● **Dataset entries**
· · · · ·

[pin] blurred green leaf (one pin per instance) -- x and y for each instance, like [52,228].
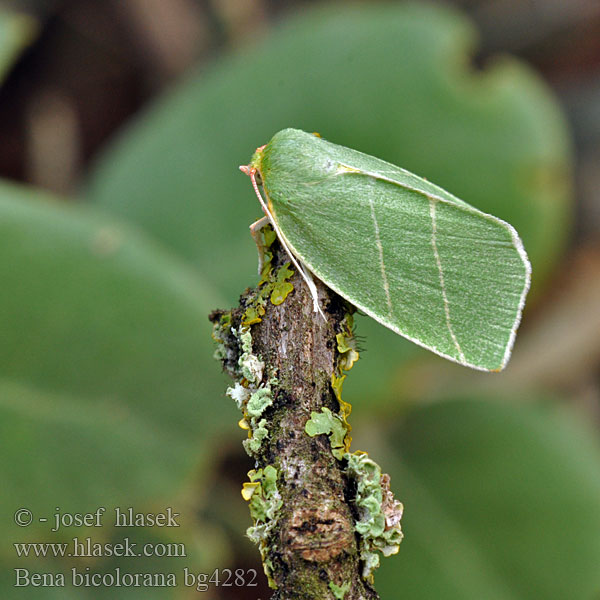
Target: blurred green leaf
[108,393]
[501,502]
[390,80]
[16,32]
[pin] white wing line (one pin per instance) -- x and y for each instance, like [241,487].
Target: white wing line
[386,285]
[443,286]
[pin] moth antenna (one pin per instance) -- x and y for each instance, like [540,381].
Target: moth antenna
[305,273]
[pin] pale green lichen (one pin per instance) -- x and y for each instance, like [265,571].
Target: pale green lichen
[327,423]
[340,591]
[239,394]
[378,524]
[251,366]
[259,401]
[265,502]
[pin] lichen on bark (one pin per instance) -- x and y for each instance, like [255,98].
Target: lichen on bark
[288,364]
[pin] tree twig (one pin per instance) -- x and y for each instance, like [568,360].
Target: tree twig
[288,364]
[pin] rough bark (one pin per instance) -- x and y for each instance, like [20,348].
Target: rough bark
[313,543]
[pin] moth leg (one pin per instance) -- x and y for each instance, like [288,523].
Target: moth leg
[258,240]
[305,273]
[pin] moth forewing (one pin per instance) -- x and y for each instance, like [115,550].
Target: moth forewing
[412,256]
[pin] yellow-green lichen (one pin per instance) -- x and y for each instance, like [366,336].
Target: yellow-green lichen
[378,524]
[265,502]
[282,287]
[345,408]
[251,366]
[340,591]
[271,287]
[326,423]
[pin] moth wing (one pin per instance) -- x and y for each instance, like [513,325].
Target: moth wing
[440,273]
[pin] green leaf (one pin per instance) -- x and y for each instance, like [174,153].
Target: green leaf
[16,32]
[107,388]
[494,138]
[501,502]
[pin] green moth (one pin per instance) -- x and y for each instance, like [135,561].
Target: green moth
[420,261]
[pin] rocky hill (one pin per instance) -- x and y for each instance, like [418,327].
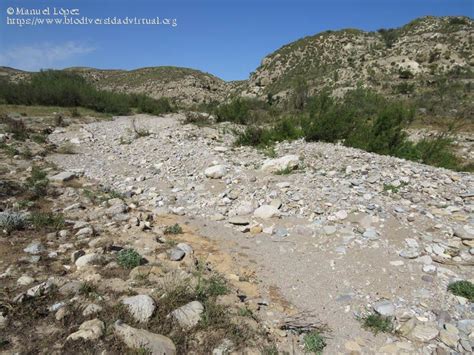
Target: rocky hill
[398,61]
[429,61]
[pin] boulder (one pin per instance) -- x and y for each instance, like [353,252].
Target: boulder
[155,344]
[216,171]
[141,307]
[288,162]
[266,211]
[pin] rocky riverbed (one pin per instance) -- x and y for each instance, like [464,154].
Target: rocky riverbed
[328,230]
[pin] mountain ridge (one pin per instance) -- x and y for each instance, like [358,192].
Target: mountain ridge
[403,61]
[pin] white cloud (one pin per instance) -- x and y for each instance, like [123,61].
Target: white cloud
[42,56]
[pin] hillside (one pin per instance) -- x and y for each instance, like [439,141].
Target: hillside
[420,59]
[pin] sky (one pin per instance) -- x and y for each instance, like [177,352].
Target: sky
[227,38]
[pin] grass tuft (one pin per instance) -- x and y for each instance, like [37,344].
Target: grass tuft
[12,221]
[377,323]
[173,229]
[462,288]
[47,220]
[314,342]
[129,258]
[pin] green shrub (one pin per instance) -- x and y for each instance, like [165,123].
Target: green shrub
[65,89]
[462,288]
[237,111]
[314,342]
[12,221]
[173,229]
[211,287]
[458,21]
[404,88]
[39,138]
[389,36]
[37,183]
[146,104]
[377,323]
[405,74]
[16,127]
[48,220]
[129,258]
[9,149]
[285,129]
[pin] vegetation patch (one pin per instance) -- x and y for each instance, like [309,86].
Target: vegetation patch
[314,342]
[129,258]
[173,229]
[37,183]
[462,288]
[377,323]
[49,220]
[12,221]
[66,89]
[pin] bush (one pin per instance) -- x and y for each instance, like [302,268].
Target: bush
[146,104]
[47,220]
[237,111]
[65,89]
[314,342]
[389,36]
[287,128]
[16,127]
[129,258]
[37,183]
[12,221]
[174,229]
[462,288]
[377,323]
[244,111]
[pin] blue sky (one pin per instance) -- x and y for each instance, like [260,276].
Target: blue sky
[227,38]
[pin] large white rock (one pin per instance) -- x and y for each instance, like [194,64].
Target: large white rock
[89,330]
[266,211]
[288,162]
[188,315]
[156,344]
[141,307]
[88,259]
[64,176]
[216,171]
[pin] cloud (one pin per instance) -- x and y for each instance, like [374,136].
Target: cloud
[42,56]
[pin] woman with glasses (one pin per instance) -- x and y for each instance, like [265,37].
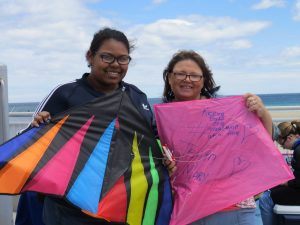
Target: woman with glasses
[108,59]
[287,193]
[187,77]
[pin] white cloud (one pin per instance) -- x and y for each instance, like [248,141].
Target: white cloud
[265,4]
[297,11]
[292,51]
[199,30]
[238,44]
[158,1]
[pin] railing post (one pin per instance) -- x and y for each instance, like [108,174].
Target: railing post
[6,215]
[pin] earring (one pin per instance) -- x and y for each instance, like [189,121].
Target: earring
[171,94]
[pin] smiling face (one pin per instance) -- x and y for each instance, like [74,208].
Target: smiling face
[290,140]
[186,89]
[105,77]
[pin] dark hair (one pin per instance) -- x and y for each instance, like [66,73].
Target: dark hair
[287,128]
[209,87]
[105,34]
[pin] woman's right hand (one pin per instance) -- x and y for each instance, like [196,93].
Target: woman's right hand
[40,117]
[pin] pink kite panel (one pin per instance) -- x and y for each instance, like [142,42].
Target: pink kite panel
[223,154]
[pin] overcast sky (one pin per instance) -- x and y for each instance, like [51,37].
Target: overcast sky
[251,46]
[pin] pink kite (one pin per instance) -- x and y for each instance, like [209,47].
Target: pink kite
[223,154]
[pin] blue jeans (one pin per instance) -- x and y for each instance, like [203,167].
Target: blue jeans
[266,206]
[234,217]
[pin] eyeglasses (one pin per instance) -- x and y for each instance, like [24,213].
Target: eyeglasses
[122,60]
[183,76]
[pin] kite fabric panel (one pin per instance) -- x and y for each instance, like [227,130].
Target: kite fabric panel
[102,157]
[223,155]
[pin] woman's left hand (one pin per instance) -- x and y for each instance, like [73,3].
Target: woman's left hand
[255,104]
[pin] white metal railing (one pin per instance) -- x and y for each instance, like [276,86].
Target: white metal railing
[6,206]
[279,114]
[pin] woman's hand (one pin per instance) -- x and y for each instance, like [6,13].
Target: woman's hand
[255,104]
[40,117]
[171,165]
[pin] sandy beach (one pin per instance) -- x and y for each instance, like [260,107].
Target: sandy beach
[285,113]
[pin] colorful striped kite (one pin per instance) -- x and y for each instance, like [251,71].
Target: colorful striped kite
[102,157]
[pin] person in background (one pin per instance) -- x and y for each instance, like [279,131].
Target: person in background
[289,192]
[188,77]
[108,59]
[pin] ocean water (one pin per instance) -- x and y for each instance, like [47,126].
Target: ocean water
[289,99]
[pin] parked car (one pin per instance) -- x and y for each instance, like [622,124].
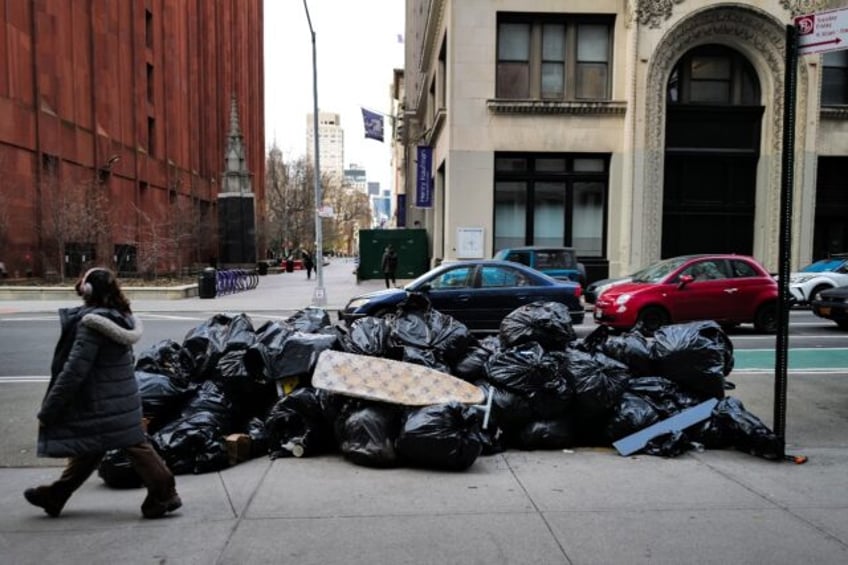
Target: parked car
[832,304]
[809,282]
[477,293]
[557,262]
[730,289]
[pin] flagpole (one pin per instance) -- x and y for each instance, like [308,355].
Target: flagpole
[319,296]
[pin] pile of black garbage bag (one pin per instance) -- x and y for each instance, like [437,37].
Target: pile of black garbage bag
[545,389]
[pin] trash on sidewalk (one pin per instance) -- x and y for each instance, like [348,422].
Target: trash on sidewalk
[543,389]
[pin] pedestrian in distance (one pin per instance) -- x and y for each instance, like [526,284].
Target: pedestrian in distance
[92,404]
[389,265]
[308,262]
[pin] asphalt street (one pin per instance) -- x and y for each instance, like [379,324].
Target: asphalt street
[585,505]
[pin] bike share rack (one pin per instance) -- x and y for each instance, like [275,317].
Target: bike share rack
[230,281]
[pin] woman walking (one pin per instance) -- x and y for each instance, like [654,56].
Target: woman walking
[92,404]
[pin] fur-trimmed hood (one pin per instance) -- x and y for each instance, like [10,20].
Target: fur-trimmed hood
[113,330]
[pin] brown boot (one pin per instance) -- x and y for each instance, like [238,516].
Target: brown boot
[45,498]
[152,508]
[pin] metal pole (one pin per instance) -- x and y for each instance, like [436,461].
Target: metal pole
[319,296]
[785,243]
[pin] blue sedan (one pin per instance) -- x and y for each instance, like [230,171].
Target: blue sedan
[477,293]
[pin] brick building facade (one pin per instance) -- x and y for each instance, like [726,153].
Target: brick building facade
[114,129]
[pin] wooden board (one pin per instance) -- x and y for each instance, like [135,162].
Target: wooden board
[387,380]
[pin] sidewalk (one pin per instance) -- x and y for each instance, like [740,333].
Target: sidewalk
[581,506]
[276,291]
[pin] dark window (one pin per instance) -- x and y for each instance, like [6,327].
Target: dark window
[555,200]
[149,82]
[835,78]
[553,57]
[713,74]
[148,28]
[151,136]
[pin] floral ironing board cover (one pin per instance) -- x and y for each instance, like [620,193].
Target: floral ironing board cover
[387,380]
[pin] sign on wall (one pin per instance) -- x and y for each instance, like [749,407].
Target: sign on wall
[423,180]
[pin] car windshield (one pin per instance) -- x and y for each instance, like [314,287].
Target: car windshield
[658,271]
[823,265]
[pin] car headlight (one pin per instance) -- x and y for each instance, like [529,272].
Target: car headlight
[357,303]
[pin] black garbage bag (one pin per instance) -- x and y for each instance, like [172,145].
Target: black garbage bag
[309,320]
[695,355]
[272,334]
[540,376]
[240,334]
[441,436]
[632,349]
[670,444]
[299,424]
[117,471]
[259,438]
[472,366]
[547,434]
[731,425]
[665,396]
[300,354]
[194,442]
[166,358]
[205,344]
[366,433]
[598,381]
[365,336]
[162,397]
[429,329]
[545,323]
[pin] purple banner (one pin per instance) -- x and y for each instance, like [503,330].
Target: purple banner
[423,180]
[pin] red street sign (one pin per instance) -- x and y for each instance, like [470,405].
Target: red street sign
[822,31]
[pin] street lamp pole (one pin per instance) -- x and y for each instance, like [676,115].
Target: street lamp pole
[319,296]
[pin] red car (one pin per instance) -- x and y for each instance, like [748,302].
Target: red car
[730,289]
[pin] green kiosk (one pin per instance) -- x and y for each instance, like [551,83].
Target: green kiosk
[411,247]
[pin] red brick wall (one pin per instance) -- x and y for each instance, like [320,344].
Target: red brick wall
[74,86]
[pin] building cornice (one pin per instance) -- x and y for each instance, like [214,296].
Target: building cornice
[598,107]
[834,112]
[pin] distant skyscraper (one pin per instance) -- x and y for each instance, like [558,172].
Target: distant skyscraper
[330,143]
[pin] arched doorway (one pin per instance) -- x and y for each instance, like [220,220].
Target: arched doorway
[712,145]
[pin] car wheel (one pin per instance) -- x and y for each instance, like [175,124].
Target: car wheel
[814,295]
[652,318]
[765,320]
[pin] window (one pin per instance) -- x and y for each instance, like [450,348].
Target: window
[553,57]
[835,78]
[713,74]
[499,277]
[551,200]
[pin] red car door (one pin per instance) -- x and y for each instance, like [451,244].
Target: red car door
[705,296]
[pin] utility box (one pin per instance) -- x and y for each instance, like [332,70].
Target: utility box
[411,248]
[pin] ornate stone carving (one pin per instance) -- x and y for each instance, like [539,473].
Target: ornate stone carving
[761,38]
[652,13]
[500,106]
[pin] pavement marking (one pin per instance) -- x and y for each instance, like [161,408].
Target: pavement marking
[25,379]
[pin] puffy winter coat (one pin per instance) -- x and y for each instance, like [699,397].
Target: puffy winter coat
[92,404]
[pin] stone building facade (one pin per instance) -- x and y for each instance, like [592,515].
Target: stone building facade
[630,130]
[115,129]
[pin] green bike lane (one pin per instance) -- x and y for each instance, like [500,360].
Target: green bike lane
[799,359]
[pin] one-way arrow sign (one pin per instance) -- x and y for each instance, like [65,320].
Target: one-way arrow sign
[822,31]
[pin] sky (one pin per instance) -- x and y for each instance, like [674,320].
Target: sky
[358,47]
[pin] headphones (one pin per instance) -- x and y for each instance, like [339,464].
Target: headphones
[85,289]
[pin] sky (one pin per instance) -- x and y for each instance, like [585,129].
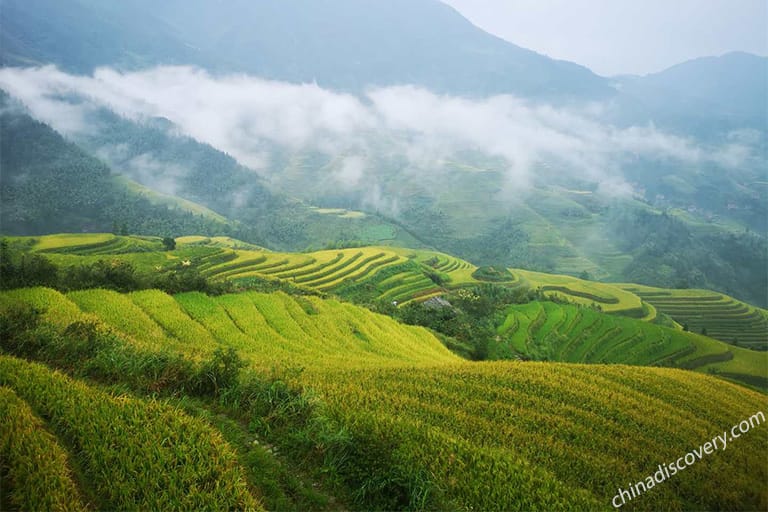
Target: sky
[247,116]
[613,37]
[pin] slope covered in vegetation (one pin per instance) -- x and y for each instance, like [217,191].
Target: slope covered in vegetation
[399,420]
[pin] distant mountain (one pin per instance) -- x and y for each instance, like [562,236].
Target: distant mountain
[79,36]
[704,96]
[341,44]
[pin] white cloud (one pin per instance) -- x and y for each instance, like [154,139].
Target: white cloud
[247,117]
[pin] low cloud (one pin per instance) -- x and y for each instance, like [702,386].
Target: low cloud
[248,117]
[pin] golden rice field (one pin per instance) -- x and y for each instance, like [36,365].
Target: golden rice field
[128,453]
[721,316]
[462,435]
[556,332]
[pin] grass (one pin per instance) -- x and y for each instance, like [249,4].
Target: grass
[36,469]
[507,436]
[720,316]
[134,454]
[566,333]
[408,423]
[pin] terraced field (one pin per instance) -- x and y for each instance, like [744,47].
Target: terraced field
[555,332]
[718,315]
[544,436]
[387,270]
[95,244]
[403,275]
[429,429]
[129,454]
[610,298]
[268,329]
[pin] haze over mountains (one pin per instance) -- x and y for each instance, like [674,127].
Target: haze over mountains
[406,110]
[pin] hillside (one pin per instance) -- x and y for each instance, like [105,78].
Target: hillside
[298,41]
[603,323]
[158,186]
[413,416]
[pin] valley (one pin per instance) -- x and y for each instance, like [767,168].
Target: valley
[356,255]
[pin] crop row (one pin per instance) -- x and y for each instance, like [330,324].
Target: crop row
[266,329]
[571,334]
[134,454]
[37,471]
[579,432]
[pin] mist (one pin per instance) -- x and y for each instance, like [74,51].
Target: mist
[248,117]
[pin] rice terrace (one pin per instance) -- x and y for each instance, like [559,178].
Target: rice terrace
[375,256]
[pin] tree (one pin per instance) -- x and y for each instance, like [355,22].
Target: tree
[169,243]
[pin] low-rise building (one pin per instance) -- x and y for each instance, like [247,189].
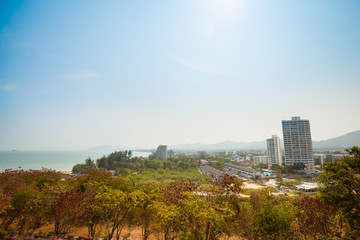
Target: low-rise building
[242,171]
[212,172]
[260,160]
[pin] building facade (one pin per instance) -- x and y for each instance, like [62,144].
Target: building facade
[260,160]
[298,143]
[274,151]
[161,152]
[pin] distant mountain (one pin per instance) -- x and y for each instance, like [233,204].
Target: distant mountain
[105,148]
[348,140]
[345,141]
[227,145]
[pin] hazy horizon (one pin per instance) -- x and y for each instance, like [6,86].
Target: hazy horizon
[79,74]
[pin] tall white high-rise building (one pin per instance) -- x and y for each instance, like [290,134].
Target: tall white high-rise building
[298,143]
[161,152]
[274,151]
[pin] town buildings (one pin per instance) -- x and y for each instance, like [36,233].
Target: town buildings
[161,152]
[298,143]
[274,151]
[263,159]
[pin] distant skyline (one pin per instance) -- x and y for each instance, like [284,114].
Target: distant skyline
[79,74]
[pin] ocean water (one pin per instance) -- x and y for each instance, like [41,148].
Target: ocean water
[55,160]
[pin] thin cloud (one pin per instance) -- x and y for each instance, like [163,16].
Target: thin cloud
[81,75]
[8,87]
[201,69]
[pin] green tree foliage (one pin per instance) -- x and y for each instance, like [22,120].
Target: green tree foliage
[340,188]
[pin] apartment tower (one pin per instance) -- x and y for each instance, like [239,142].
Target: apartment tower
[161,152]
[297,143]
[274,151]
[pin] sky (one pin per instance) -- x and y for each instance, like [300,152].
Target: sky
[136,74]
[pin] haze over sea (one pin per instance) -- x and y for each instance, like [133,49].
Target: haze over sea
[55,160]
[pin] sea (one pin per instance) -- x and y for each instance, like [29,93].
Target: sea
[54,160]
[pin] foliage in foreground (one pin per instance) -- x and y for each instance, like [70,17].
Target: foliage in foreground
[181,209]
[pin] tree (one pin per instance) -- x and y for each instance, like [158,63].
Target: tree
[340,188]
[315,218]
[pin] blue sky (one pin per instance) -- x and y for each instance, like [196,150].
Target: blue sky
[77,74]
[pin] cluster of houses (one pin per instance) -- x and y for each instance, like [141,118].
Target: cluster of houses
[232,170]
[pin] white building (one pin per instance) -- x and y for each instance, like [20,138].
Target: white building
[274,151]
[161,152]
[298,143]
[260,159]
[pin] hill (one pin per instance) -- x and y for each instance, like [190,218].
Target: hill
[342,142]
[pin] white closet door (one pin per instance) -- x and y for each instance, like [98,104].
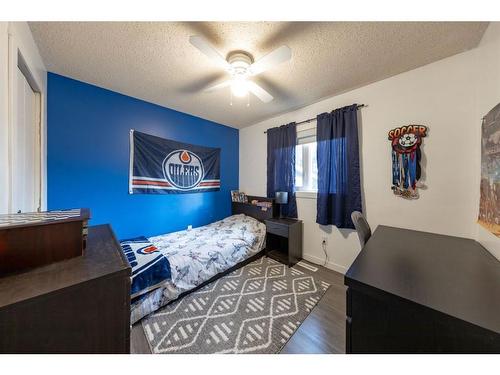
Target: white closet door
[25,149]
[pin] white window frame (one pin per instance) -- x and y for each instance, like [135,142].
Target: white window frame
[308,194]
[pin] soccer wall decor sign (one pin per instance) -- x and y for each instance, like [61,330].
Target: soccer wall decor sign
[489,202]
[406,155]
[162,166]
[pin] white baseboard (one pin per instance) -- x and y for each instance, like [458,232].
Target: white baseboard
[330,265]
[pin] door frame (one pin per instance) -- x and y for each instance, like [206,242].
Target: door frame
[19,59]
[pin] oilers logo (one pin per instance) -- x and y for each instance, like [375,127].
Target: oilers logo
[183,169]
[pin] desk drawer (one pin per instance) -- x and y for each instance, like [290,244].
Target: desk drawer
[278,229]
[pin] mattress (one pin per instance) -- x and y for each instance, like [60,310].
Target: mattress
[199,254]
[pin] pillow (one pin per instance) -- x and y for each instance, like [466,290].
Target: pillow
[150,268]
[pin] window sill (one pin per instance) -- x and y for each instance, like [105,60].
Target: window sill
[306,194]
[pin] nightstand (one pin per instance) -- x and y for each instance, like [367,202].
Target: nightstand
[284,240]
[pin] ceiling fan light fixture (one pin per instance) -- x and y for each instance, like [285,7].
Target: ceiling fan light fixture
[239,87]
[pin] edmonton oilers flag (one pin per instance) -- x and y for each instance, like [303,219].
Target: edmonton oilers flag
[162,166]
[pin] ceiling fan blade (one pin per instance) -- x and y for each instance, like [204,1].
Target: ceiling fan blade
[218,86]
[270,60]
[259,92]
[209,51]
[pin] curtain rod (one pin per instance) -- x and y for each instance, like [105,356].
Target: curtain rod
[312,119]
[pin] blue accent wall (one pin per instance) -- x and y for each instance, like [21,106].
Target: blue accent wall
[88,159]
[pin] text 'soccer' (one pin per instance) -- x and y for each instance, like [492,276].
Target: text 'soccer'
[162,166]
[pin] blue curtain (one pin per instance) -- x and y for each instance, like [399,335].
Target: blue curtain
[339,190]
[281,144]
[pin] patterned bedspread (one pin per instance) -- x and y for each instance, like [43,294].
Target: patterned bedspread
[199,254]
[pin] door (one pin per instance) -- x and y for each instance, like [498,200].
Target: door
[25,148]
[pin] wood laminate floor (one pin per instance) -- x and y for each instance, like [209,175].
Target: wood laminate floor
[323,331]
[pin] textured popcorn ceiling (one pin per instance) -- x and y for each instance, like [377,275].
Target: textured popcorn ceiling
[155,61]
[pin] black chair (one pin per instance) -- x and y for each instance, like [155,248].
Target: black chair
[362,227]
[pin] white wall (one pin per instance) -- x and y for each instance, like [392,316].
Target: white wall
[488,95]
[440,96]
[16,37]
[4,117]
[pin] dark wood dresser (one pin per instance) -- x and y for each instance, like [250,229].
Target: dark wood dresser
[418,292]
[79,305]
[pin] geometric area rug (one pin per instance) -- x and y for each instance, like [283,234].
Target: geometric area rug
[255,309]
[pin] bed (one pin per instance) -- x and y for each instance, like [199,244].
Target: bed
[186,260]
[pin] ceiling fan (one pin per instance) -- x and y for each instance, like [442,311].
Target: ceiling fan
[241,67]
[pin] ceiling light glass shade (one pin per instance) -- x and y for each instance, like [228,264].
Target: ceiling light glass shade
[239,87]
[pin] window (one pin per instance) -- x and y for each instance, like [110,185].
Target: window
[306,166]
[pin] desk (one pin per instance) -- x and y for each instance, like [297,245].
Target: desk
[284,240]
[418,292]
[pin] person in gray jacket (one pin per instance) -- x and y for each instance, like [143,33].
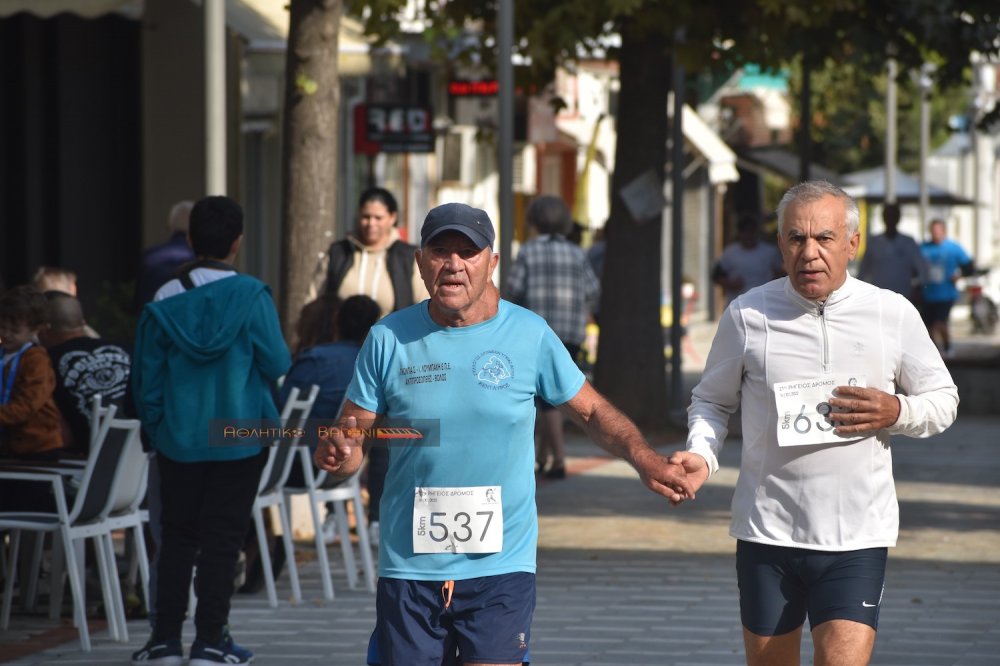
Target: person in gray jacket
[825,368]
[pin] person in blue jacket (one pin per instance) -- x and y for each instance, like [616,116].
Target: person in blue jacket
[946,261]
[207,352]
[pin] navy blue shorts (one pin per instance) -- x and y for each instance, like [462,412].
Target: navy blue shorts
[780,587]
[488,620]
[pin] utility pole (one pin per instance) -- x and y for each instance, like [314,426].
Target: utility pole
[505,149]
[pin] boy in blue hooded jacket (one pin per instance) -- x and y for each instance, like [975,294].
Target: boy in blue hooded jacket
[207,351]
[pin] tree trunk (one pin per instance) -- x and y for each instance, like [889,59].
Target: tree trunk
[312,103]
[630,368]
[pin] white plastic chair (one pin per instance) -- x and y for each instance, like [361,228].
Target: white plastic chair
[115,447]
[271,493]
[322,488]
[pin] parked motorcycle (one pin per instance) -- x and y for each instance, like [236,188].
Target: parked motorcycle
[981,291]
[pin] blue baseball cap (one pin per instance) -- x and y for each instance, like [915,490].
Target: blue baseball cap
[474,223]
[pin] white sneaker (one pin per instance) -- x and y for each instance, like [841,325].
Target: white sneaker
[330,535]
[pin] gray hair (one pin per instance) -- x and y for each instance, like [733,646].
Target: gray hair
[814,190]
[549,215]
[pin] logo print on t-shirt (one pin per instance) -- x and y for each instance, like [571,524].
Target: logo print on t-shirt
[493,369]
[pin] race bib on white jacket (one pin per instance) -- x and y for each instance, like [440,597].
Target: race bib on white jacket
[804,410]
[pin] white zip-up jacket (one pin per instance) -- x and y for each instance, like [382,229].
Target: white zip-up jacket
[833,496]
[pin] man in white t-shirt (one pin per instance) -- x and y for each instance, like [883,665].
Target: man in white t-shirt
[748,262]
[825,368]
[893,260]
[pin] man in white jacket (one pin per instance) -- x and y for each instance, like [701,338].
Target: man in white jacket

· · · · ·

● **Problem requirements**
Print, word for word, the lines of the listing starting at the line that contains "[pin] white zip-up" and ending with the last line of the listing.

● **Correct output**
[pin] white zip-up jacket (one pin per instance) -- x and y for each instance, like [382,229].
Target: white zip-up jacket
[833,496]
[pin] man in white t-shirt (one pin per instance) -- x and y for each instance, like [883,665].
Target: man in white t-shirt
[748,262]
[825,368]
[893,260]
[pin] man in white jacket (one pin per instance) -- x and y for each instance, like [701,338].
Target: man in white jacket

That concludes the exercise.